**WHAT YOU HAVE TO DO**
Rewrite the lines from the very start of the records down through the line holding "75, 148, 83]]", replacing "bounding coordinates" with "box coordinates" and keeping everything else the same. Give only those lines.

[A few records]
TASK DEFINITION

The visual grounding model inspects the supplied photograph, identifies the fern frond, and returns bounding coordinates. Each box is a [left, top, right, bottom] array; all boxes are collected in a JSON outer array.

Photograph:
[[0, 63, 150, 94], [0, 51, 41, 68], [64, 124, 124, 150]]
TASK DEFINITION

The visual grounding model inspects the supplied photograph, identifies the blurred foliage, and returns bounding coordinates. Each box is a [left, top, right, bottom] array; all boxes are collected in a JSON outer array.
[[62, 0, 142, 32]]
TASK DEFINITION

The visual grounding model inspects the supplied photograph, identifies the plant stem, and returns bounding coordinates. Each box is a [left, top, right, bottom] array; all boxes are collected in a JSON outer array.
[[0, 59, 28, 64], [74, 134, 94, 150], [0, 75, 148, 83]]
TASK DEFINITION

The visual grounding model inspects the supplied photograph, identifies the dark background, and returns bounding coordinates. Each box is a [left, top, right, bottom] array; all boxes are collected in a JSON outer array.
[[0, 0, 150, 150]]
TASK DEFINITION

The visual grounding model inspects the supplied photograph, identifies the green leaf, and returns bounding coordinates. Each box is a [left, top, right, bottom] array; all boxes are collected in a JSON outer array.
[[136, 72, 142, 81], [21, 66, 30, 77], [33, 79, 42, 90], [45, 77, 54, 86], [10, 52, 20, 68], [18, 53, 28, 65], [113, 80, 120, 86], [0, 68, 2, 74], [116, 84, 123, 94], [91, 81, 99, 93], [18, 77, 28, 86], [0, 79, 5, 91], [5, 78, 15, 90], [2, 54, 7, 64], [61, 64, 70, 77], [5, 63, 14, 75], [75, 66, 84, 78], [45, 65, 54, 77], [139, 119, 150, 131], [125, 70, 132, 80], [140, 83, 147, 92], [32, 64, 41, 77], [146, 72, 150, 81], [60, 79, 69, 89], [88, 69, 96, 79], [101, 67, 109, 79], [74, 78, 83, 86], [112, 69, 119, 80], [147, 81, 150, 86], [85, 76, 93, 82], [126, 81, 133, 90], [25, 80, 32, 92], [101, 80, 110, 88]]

**OUTPUT OF THE TASK**
TASK DEFINITION

The visual grounding model inspects the supplied photograph, identifies the fern frond, and returns box coordinates. Each box is a [left, top, right, bottom] array; all boxes are collected in a JSON outer array.

Photograph:
[[0, 63, 150, 94], [0, 51, 41, 68], [64, 124, 124, 150]]
TASK DEFINITION

The visual grounding model inspects the supplied photograph, identifies the blurred foliage, and returns box coordinates. Each box is a [left, top, right, bottom] array; all boxes are collected in a JSON outer array.
[[62, 0, 142, 32]]
TASK DEFINITION

The visual grounding model inspects the supplied photograph, identifies the plant stem, and returns box coordinates. Each box is a [left, top, right, bottom] array; all boxes are collected in a JSON outer array.
[[0, 59, 28, 64], [74, 134, 94, 150], [0, 75, 148, 83]]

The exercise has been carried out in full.